_Extract_.
______________________________

The Sun VFS interface has been most widely used of the three described here. It is also the most general of the three, in that filesystem-specific data and operations are best separated from the generic layer. Although it has several disadvantages which were described above, most of them may be corrected with minor changes to the interface (and, in a few areas, philosophical changes). The DEC GFS has other advantages, in particular the use of the 4.3BSD namei interface and optimizations. It allows single or multiple components of a pathname to be translated in a single call to the specific filesystem and thus accommodates filesystems with either preference. The FSS is least well understood, as there is little public information about the interface. However, the design goals are the least consistent with those of the Berkeley research groups. Accordingly, a new filesystem interface has been devised to avoid some of the problems in the other systems. The proposed interface derives directly from Sun's VFS, but, like GFS, uses a 4.3BSD-style name lookup interface. Additional context information has been moved from the user structure to the nameidata structure so that name translation may be independent of the global context of a user process. This is especially desired in any system where kernel-mode servers operate as light-weight or interrupt-level processes, or where a server may store or cache context for several clients. This calling interface has the additional advantage that the call parameters need not all be pushed onto the stack for each call through the filesystem interface, and they may be accessed using short offsets from a base pointer (unlike global variables in the user structure).
The proposed filesystem interface is described very tersely here. For the most part, data structures and procedures are analogous to those used by VFS, and only the changes will be treated here. See [Kleiman86] for complete descriptions of the vfs and vnode operations in Sun's interface.
The central data structure for name translation is the nameidata
structure.
The same structure is used to pass parameters to namei,
to pass these same parameters to filesystem-specific lookup routines,
to communicate completion status from the lookup routines back to namei,
and to return completion status to the calling routine.
For creation or deletion requests, the parameters to the filesystem operation
to complete the request are also passed in this same structure.

______________________________

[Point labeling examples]
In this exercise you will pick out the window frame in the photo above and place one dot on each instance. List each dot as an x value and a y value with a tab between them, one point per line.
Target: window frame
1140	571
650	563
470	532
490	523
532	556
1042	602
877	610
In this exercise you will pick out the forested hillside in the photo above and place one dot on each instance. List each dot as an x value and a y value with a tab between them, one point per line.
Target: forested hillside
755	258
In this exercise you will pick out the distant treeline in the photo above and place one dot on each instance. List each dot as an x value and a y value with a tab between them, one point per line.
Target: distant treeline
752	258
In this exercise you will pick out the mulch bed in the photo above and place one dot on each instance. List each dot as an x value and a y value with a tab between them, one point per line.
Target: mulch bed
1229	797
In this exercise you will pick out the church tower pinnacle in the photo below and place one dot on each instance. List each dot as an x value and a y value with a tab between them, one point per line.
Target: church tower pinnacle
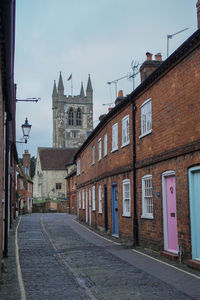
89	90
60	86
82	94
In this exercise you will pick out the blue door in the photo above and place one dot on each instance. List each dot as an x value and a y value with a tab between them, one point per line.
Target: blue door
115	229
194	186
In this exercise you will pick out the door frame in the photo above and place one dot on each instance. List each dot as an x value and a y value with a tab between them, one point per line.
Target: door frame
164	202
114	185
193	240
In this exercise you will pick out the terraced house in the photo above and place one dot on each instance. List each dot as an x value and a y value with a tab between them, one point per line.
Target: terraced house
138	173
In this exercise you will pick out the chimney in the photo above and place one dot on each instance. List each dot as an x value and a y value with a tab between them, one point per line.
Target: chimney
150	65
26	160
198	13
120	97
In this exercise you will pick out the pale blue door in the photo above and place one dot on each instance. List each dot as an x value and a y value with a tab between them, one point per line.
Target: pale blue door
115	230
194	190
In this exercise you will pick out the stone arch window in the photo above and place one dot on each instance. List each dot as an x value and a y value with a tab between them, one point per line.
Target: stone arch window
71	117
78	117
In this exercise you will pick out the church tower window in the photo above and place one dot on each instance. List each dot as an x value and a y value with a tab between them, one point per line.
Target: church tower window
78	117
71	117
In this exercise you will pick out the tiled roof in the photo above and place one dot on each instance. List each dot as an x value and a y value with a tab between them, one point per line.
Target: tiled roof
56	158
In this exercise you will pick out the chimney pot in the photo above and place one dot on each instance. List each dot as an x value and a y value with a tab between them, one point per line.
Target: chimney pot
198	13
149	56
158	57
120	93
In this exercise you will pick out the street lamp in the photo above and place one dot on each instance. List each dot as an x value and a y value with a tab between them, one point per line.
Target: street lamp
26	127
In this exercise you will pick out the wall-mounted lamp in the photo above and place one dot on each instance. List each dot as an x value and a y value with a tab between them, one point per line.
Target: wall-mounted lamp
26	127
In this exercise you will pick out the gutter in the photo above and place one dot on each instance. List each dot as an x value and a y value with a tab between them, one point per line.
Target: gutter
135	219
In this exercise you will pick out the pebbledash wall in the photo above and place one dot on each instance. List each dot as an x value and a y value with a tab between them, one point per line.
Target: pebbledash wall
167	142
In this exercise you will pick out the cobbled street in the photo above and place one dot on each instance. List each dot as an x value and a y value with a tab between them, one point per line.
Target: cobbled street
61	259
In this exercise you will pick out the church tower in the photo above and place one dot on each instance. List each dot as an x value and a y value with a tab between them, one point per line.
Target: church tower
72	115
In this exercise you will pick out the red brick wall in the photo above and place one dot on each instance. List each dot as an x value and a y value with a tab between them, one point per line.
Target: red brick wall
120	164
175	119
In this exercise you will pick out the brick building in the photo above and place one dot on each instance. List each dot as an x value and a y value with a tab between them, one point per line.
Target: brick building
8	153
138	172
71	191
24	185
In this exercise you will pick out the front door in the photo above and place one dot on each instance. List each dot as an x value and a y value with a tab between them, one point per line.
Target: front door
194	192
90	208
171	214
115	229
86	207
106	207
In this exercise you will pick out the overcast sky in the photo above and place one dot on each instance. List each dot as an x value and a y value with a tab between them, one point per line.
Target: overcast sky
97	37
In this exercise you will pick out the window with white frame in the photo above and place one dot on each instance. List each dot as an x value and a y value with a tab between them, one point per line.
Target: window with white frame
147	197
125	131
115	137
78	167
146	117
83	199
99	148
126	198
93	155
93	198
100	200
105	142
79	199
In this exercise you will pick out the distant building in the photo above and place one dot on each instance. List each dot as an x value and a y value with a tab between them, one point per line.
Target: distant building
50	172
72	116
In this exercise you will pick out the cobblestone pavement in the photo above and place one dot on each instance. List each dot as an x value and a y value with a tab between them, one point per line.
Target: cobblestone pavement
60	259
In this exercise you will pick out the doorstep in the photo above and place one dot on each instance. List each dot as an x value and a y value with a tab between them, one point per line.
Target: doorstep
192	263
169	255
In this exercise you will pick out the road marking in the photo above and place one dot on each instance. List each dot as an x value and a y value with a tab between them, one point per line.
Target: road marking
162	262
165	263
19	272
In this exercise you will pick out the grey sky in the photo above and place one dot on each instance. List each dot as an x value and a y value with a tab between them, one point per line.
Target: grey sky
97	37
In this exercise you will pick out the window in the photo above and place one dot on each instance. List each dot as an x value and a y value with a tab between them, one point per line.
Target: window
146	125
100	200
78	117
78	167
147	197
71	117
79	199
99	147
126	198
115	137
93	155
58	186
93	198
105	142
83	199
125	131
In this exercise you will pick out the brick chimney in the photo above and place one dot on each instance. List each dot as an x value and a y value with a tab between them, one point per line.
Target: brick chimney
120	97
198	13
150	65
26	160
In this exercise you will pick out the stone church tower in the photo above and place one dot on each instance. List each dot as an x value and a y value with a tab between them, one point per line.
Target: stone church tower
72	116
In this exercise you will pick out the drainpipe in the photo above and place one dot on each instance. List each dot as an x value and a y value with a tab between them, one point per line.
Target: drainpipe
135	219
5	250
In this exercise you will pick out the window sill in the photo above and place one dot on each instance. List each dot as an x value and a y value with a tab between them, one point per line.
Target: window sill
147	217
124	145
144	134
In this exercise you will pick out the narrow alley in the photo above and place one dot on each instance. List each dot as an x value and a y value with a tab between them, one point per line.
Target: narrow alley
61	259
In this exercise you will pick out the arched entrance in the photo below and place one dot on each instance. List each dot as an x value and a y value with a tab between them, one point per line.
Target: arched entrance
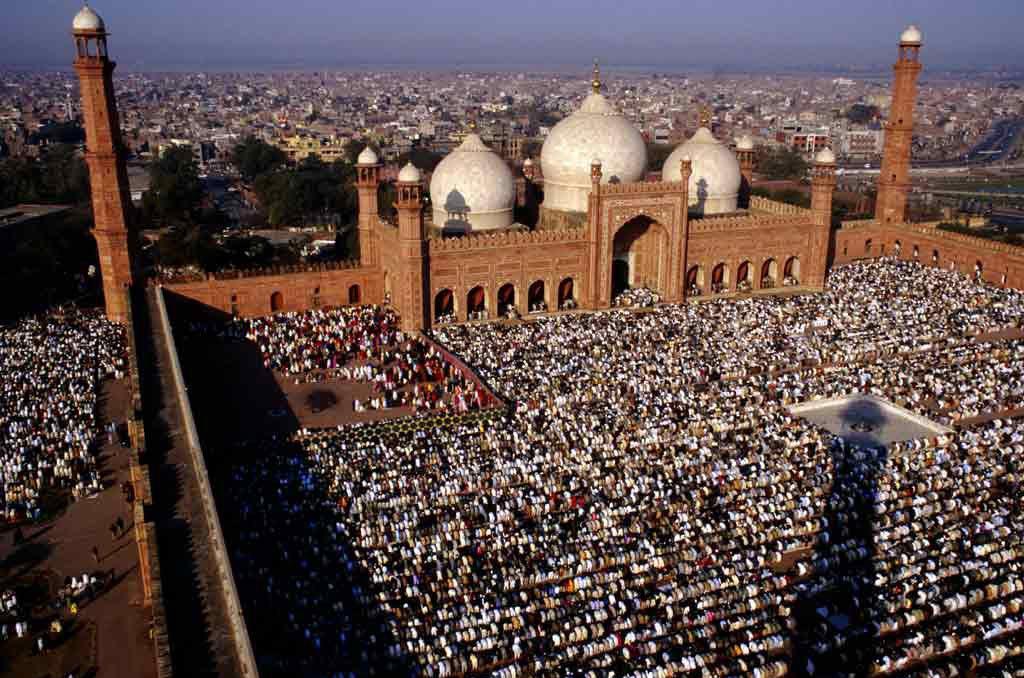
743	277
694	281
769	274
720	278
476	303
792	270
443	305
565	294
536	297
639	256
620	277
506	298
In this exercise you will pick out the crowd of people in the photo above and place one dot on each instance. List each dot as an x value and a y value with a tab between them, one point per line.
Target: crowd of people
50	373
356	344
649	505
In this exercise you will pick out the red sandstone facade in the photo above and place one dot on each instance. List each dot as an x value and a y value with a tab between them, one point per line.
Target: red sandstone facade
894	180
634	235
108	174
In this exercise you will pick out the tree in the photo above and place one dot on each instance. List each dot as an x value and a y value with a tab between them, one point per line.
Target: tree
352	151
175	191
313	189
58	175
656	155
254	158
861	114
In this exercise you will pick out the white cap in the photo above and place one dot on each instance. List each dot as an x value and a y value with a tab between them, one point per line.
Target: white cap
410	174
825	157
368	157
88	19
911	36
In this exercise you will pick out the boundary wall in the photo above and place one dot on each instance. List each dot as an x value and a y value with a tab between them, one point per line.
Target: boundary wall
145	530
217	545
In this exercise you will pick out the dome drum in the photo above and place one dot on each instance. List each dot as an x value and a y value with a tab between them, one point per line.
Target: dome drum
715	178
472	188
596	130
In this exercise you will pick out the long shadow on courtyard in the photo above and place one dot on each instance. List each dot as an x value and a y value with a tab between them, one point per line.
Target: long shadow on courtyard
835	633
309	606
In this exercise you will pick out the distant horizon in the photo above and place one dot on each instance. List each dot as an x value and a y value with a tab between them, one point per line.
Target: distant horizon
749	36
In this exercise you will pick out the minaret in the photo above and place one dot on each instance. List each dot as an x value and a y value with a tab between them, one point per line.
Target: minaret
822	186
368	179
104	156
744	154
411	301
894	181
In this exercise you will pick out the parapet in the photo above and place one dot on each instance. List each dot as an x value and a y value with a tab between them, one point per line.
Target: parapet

______________________________

_Written task 1_. Reproduce the part of the filesystem interface text from "The proposed filesystem" up to and including "the calling routine.".
_Written task 2_. In the filesystem interface text, what is the central data structure for name translation?
_Written task 3_. Render this sentence from the filesystem interface text in Spanish: "The proposed filesystem interface is described very tersely here."

_Written answer 1_.
The proposed filesystem interface is described very tersely here. For the most part, data structures and procedures are analogous to those used by VFS, and only the changes will be treated here. See [Kleiman86] for complete descriptions of the vfs and vnode operations in Sun's interface.
The central data structure for name translation is the nameidata
structure.
The same structure is used to pass parameters to namei,
to pass these same parameters to filesystem-specific lookup routines,
to communicate completion status from the lookup routines back to namei,
and to return completion status to the calling routine.

_Written answer 2_. The nameidata structure.

_Written answer 3_. La interfaz de sistema de archivos propuesta se describe aquí de forma muy escueta.